=== ЧТО СДЕЛАТЬ ===
Продолжите приведенный ниже отрывок о Дюма и статуе герцога Орлеанского, начиная сразу после его последнего предложения.

Но объяснив себе само событие и сочтя таким образом революцию 1848 года частью провиденциального замысла, верный своему принципу милосердия к павшим Дюма не стал подражать тем, кто изо всех сил старался показать окружающим свою ненависть к изгнанным членам Орлеанского дома. Даже не особо жаловавший его Луи-Филипп вызвал у него следующее восклицание: «Господи, яви милосердие к королю! Господи, ниспошли мир старику! Господи, дай мужу и отцу все родительское и супружеское счастье, какое смогло остаться для него в неисчерпаемых сокровищах твоей доброты!» («Завещание г-на Шовелена», I).
И уж понятно, что память Фердинанда Орлеанского была для писателя вдвойне священна. После революции 1848 года и изгнания Орлеанских комендант Лувра Демулен решил потрафить возбужденной толпе, приказав сбросить с пьедестала конную статую герцога Орлеанского. Дюма пришел в ярость и не побоялся послать для опубликования следующее письмо редактору газеты «Пресса» Эмилю де Жирардену:
«Дорогой Жирарден,
вчера я проходил через двор Лувра и удивился, не увидев на пьедестале статую герцога Орлеанского.
Я спросил, сбросил ли ее народ, и мне ответили, что убрать статую приказал комендант Лувра.
Почему? Что это за изгнание, для которого разрывают могилы?
При жизни г-на герцога Орлеанского все, кто составлял передовую часть нации, возлагали на него свои надежды.
И это было справедливо, потому что, как всем известно, г-н герцог Орлеанский вел постоянную борьбу с королем и впал в немилость после слов, произнесенных им в совете: «Сир, я предпочитаю быть убитым на берегах Рейна, а не в сточной канаве на улице Сен-Дени!»

=== ИСХОДНЫЕ ЗАПИСИ ===

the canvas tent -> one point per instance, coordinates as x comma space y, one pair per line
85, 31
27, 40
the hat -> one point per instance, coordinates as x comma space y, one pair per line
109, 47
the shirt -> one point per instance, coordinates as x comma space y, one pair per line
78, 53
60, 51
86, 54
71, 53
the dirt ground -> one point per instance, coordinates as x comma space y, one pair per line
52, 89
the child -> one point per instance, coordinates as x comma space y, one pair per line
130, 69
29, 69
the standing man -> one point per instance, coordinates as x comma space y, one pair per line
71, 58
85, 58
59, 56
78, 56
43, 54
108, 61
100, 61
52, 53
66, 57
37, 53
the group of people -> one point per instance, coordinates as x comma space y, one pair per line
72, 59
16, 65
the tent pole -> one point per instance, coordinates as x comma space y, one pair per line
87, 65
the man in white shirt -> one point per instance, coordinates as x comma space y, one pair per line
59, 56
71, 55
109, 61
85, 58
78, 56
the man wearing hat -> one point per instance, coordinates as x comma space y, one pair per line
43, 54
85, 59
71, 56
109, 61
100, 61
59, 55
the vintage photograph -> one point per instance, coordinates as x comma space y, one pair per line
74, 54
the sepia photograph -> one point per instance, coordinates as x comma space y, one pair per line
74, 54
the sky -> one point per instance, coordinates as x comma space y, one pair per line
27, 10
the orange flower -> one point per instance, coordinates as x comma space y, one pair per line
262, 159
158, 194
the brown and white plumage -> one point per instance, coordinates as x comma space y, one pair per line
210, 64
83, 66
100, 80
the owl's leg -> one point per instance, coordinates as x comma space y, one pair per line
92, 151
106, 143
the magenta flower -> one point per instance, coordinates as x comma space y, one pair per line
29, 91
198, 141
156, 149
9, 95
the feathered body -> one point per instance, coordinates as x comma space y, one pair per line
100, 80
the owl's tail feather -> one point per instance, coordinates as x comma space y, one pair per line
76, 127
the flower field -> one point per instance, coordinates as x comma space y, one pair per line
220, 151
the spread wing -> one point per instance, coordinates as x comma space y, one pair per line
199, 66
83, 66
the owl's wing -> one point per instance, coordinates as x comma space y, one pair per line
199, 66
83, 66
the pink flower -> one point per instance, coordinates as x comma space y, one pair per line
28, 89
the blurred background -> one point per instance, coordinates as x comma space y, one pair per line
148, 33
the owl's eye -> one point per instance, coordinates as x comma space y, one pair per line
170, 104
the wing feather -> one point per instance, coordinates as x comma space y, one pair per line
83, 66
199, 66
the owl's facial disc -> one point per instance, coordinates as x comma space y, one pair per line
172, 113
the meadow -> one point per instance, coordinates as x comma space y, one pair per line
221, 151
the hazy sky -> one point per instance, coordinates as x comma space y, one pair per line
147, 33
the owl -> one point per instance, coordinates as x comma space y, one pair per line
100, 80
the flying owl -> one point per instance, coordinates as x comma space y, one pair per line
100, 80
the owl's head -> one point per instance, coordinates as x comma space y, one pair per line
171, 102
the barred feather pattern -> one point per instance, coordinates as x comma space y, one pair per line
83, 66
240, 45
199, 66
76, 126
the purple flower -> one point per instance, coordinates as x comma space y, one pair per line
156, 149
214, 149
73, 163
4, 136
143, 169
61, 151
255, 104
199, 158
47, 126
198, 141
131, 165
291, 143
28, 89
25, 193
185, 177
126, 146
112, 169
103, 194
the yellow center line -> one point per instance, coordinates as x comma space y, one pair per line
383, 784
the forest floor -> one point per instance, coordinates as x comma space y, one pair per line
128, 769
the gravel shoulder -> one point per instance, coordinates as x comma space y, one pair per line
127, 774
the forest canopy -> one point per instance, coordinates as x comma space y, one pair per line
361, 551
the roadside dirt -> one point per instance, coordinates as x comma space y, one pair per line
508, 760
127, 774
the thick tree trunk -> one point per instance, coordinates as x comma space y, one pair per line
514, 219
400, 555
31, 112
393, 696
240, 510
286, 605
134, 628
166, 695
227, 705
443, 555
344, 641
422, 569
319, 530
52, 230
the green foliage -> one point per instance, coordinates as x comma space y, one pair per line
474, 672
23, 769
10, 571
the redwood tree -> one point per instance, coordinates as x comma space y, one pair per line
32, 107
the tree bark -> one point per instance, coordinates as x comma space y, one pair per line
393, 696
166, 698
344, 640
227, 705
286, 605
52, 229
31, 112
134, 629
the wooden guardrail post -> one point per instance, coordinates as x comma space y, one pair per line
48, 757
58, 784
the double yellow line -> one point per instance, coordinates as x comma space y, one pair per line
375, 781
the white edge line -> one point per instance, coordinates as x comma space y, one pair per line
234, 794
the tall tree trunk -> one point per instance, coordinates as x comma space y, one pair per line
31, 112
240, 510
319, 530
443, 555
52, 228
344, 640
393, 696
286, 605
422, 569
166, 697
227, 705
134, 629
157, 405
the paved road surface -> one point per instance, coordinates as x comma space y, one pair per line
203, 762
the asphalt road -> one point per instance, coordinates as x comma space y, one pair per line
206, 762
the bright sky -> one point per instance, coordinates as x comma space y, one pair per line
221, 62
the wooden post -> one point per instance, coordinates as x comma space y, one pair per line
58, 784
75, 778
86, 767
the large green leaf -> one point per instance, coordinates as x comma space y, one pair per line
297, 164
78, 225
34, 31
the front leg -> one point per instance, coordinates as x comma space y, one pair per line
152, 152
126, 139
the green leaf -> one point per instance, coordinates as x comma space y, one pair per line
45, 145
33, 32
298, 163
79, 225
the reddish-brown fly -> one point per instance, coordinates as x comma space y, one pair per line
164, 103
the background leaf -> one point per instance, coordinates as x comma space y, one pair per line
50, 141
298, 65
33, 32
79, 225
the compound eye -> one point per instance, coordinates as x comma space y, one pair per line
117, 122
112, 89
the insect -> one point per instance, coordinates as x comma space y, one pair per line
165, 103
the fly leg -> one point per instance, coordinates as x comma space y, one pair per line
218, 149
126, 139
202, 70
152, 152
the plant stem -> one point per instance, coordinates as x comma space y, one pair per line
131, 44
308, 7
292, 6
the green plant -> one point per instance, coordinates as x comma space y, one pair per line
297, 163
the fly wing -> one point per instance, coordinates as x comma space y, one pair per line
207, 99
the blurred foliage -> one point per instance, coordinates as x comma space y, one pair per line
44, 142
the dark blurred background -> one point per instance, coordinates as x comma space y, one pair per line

=== РЕЗУЛЬТАТ ===
Народ, справедливый и умный народ, знал и понимал это, как мы. Идите в Тюильри, и вы убедитесь, что единственные покои, которые народ пощадил, принадлежали г-ну герцогу Орлеанскому; почему же надо проявлять большую, чем народ, суровость к несчастному принцу? Хорошо, что теперь он принадлежит лишь истории.
Будущее — это глыба мрамора, которую события могут обтесывать по своему усмотрению; прошлое — бронзовая статуя, отлитая в форму вечности.
Вы не можете сделать так, чтобы то, что было, перестало существовать.
Вы не можете заставить исчезнуть то, что г-н герцог Орлеанский во главе французских войск захватил перевал Музайя.
Вы не можете изменить то, что в течение десяти лет он передавал бедным треть своего цивильного листа.
Вы не можете зачеркнуть то, что он просил о помиловании для приговоренных к смертной казни и в нескольких случаях ему удавалось мольбами добиться этого помилования.
Если сегодня можно пожать руку Барбесу1, то кому мы обязаны этой радостью? Герцогу Орлеанскому!
Спросите художников, шедших за его гробом, пригласите наиболее известных: Энгра, Делакруа, Подена, Бари, Марочетти, Каламату, Буланже.
'А. Б ар бес (1809—1870) — французский революционер- демократ, соратник Бланки. В 1839—1848 годах сидел в тюрьме и лишь благодаря заступничеству герцога Орлеанского не был казнен.
Позовите поэтов и историков: Гюго, Тьерри, Ламартина, де Виньи, Мишле, меня — кого хотите; в конце концов, спросите у них, спросите у нас, считаем ли мы, что статую надо вернуть на прежнее место.
И мы ответим Вам: «Да, потому что она была установлена в честь принца, воина, артиста, великой и просвещенной души, которая поднялась в небо, благородного и доброго сердца, которое было отдано земле».
Поверьте мне, республика 1848 года достаточно сильна для того, чтобы перед лицом павшей королевской власти узаконить это возвышенное отклонение — принца, оставшегося стоять на своем пьедестале.
Ваш
Алекс. Дюма 7 марта».
Помимо представителей Орлеанской ветви Бурбонов, Дюма был лично знаком и с потомками Наполеона. Хотя он и мог бы затаить на императора злобу за несправедливое отношение к генералу Дюма, его отцу, он, тем не менее, весьма сочувственно писал о Наполеоне, не присваивая себе права приговора, а лишь излагая факты, добытые в архивах, и представляя собственное мнение о них на суд читателей и Истории.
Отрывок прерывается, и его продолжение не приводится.